## BEGIN SUPPLIED DATA
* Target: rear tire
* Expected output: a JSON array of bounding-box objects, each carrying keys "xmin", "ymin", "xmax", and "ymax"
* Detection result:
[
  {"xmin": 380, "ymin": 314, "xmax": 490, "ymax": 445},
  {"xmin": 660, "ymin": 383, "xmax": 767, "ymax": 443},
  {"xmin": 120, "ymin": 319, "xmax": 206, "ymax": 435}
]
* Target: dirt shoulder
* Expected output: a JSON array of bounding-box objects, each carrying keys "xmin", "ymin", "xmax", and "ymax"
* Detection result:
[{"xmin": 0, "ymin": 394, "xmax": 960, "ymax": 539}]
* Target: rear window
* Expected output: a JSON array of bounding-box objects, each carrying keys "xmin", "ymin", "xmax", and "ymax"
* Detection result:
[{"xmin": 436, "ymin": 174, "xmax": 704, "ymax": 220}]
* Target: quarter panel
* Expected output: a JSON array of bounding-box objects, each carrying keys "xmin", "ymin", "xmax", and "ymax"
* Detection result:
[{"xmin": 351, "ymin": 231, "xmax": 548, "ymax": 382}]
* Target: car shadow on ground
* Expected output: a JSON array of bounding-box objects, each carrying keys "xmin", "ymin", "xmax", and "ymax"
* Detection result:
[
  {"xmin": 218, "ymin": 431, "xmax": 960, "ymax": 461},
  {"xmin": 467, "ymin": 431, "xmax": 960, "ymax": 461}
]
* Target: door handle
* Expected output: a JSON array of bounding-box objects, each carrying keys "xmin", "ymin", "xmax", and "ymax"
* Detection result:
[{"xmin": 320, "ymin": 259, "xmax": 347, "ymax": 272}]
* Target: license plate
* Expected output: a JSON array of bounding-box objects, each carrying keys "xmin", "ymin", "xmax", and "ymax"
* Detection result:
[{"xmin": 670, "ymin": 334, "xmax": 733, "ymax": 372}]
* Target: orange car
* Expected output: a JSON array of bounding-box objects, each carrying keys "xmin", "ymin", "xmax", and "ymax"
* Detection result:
## END SUPPLIED DATA
> [SHORT EXERCISE]:
Scale the records above by writing out every line again, requests included, with each box coordinate in the answers multiplied by 1.35 and rounded to a whole number, halves going up.

> [THE SOLUTION]:
* Target: rear tire
* Expected output: a JSON array of bounding-box objects, each carrying keys "xmin", "ymin", "xmax", and "ymax"
* Detection result:
[
  {"xmin": 513, "ymin": 424, "xmax": 662, "ymax": 601},
  {"xmin": 891, "ymin": 517, "xmax": 1035, "ymax": 598},
  {"xmin": 162, "ymin": 431, "xmax": 278, "ymax": 587}
]
* Target: dirt shoulder
* Expected output: a JSON array of bounding-box objects, each carrying keys "xmin", "ymin", "xmax", and "ymax"
* Detection result:
[{"xmin": 0, "ymin": 532, "xmax": 1296, "ymax": 728}]
* Target: rear window
* Expected output: a JSON array of bounding-box objects, each carrying keys "xmin", "ymin", "xmax", and "ymax"
* Detection result:
[{"xmin": 589, "ymin": 235, "xmax": 950, "ymax": 297}]
* Target: quarter panel
* Expected output: a JSON array of bounding-box objects, each carrying keys "xmin", "ymin", "xmax", and "ymax"
* Detection result:
[{"xmin": 474, "ymin": 312, "xmax": 740, "ymax": 516}]
* Target: car shadow on ground
* Expected output: a JSON array of bounding-box objects, each carrying keys "xmin", "ymin", "xmax", and "ymax"
* Detection result:
[
  {"xmin": 294, "ymin": 582, "xmax": 1296, "ymax": 622},
  {"xmin": 630, "ymin": 582, "xmax": 1296, "ymax": 622}
]
* Target: door handle
* Expected output: a JSON array of bounding-box objects, each carrying keys "xmin", "ymin", "xmax", and "ymax"
* Detection result:
[{"xmin": 432, "ymin": 350, "xmax": 468, "ymax": 367}]
* Target: license plate
* Expected output: a JSON array of bounding-box objects, each carrying keys "xmin", "ymin", "xmax", and "ymax"
* Detection result:
[{"xmin": 905, "ymin": 451, "xmax": 990, "ymax": 502}]
* Target: orange car
* Expected output: a JSON array of bounding-box objects, each carrying keys "xmin", "ymin", "xmax", and "ymax"
* Detection result:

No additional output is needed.